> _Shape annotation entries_
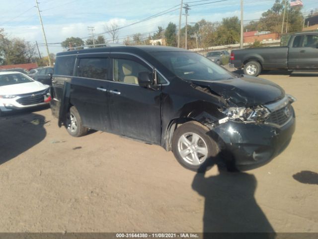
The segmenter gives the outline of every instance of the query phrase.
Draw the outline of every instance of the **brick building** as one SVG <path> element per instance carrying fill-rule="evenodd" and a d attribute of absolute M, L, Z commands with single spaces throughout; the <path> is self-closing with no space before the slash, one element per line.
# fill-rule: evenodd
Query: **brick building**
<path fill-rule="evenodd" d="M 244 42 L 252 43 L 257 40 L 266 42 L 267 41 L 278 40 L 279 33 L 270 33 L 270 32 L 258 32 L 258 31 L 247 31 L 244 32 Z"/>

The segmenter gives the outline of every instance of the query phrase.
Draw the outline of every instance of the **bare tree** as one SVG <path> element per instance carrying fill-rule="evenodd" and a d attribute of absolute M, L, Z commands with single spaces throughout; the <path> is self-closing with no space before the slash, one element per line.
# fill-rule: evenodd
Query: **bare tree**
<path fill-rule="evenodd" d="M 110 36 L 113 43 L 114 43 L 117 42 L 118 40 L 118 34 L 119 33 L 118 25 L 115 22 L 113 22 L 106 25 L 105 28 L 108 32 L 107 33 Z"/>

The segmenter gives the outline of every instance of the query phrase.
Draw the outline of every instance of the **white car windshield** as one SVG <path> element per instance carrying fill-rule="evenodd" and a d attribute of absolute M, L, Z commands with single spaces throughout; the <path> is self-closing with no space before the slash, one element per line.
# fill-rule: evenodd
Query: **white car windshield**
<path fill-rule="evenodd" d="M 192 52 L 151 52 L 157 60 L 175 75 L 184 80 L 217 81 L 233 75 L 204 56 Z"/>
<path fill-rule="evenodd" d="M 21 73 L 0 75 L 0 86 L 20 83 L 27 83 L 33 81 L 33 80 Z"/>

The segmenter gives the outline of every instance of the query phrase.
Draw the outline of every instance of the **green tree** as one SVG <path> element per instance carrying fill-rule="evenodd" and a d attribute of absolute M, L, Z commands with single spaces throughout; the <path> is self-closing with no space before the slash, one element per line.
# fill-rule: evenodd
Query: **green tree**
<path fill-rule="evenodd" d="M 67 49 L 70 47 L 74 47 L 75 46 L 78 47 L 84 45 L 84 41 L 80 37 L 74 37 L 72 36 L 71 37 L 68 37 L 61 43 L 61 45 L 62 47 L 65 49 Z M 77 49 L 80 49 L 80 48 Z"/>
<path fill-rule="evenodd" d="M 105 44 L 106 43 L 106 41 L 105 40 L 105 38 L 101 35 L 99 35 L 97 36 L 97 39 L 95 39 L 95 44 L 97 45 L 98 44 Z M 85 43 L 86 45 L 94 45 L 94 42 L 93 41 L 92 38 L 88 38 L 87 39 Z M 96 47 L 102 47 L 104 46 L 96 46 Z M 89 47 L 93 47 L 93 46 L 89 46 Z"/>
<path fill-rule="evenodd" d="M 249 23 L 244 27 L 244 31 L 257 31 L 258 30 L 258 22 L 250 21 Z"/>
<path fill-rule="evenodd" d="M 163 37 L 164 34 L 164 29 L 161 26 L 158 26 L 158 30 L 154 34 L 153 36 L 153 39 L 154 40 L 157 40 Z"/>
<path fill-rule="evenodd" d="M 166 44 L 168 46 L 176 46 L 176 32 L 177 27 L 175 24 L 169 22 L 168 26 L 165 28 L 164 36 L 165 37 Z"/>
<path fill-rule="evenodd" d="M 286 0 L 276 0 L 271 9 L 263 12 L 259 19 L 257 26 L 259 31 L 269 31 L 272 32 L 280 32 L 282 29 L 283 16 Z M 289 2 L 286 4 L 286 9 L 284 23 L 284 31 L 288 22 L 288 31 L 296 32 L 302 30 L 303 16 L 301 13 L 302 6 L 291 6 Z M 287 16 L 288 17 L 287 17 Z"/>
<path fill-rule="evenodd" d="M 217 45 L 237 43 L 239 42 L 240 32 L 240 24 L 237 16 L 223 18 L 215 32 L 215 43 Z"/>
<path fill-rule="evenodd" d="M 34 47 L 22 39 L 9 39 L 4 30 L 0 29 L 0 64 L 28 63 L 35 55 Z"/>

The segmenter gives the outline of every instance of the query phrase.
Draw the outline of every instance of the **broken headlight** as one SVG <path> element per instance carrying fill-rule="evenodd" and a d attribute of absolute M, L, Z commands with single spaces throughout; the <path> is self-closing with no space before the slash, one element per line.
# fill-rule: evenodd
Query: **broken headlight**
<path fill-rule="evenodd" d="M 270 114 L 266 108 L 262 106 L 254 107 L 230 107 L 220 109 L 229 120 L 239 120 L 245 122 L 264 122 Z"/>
==
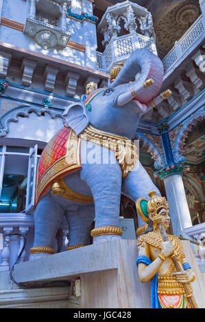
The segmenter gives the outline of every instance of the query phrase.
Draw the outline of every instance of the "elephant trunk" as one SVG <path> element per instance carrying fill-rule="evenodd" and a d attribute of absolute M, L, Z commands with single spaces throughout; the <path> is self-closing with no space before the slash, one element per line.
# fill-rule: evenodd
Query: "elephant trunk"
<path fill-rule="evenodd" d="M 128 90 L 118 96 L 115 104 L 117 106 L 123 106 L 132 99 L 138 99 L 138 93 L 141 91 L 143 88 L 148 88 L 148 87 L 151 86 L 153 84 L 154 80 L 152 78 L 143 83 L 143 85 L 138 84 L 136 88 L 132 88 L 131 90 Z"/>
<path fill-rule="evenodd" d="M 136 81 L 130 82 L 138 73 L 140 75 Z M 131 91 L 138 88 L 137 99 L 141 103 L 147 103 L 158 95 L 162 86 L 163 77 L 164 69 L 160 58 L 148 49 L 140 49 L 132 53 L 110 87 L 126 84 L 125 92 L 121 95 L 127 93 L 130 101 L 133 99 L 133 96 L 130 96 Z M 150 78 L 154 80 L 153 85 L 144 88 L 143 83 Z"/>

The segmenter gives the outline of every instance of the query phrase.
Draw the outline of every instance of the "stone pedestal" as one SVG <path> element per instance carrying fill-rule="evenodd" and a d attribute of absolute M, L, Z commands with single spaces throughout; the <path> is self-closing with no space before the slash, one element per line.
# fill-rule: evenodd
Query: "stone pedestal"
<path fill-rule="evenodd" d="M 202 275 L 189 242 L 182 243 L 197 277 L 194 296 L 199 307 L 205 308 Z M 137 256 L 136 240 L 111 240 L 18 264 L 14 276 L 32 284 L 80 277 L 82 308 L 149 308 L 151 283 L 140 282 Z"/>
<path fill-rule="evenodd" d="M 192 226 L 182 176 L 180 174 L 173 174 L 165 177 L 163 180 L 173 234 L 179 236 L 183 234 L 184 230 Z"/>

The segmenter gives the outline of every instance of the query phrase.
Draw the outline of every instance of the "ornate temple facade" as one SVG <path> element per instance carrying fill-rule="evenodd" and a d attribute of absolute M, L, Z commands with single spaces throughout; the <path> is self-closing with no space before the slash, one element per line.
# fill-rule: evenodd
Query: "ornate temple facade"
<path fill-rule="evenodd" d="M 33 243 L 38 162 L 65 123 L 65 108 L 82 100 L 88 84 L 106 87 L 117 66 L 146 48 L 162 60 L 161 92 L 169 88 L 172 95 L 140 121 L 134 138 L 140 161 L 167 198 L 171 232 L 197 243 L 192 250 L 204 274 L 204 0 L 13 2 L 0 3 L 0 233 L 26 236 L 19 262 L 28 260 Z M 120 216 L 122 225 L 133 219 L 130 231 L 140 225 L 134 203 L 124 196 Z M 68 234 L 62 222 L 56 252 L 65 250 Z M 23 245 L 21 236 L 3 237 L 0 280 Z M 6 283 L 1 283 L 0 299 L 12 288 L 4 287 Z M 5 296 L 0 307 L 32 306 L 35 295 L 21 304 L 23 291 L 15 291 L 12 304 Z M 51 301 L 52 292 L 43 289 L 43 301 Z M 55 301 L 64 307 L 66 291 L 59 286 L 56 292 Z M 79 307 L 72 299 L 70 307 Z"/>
--
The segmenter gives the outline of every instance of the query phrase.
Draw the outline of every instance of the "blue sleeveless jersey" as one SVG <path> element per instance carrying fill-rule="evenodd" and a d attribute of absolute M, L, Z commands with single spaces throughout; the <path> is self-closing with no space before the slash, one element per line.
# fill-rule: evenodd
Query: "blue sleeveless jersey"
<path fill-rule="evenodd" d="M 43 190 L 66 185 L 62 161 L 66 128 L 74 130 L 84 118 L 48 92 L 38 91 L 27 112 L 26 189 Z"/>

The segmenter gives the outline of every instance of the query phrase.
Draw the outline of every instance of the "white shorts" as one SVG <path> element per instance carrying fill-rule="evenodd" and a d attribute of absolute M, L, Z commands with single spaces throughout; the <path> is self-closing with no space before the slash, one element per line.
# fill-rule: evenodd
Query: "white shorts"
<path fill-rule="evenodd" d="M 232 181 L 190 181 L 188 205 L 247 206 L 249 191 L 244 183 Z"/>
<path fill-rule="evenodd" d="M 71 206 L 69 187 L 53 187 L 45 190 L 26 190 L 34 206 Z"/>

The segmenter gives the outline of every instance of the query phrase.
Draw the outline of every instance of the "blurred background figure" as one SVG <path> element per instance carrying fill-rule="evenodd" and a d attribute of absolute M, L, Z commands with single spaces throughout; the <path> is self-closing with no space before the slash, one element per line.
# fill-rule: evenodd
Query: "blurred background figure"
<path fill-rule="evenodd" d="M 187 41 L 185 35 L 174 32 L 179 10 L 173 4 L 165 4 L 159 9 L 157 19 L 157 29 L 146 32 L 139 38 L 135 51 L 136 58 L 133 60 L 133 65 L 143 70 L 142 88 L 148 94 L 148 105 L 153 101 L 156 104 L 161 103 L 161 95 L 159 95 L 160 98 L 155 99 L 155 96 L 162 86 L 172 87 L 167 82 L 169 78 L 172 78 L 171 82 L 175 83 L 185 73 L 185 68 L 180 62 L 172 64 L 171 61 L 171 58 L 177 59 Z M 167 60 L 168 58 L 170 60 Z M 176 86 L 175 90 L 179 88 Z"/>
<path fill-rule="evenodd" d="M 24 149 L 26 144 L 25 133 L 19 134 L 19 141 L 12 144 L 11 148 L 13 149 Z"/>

> _TASK TO CARRY OUT_
Count the lines of the records above that contain the string "facade", treating case as significant, and reply with the number alone.

> _ANSWER TO THE PROBLEM_
2